◆ Exercise materials ◆

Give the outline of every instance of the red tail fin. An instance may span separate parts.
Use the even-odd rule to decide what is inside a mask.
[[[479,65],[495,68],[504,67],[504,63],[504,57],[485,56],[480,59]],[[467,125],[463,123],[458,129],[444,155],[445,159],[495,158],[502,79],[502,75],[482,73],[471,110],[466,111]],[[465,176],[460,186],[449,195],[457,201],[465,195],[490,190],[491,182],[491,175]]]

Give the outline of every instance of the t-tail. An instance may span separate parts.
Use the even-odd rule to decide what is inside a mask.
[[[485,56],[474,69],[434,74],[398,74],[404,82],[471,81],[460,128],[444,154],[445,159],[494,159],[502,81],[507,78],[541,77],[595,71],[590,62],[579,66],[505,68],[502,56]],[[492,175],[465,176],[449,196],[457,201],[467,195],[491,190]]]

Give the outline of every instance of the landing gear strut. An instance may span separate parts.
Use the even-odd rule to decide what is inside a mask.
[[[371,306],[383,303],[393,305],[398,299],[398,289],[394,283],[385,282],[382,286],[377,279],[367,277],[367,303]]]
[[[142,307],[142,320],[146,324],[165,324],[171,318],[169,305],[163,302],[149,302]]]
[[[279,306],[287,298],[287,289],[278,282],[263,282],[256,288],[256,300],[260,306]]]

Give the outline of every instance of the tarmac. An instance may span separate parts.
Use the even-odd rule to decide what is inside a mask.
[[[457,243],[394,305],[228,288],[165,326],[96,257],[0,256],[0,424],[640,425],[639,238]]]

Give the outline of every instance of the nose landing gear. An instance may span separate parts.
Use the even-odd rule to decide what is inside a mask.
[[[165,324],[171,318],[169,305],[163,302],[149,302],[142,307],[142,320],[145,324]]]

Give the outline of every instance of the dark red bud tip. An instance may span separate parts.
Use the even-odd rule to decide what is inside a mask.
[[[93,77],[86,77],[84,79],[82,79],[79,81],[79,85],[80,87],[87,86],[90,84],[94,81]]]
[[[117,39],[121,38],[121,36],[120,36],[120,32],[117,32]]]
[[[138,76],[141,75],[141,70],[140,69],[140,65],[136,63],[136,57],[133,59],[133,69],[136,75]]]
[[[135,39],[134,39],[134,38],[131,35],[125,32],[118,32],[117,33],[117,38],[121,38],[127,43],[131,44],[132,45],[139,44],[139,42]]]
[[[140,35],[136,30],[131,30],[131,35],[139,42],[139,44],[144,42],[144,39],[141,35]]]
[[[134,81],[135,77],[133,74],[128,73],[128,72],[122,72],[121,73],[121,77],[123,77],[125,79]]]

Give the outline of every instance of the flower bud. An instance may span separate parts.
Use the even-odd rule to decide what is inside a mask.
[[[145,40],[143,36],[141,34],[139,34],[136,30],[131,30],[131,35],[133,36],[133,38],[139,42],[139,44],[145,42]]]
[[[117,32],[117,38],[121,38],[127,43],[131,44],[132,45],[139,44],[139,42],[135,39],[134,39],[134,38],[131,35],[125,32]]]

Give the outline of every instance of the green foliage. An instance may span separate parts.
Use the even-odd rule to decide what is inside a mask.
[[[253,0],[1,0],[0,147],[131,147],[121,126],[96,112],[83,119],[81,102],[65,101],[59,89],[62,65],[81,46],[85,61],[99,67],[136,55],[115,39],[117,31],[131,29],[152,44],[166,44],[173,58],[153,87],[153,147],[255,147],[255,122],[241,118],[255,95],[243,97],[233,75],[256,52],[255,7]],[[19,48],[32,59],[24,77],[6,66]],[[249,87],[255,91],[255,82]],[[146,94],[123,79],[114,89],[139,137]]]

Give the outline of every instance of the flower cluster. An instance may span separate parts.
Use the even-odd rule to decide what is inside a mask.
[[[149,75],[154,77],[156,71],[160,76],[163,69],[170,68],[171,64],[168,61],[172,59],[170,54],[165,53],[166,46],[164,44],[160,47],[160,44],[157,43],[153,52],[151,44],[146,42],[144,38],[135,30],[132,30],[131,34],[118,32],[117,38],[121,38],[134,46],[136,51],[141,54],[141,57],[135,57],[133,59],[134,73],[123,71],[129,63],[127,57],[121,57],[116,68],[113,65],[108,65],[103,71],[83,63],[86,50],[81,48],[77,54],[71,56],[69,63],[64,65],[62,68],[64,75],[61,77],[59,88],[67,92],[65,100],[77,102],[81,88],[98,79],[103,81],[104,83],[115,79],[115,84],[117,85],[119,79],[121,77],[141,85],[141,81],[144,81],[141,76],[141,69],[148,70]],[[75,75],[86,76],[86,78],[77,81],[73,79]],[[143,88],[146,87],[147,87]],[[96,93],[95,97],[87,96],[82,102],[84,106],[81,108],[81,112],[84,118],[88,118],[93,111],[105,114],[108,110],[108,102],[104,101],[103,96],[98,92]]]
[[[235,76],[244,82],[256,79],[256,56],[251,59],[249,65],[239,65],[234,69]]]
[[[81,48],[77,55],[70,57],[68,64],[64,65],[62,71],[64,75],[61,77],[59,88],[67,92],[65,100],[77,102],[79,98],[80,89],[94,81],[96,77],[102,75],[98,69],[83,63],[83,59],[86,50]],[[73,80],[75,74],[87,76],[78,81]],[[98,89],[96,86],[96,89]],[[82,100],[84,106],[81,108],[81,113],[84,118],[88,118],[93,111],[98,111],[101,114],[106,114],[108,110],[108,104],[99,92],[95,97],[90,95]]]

◆ The exercise ◆
Collect every line from the items above that contains the string "flower", counting only matches in the same letter case.

◆ Exercise output ◆
Give the outline of every instance of the flower bud. An instance may span separate parts.
Give the outline of every instance of the flower cluster. An instance may span separate parts.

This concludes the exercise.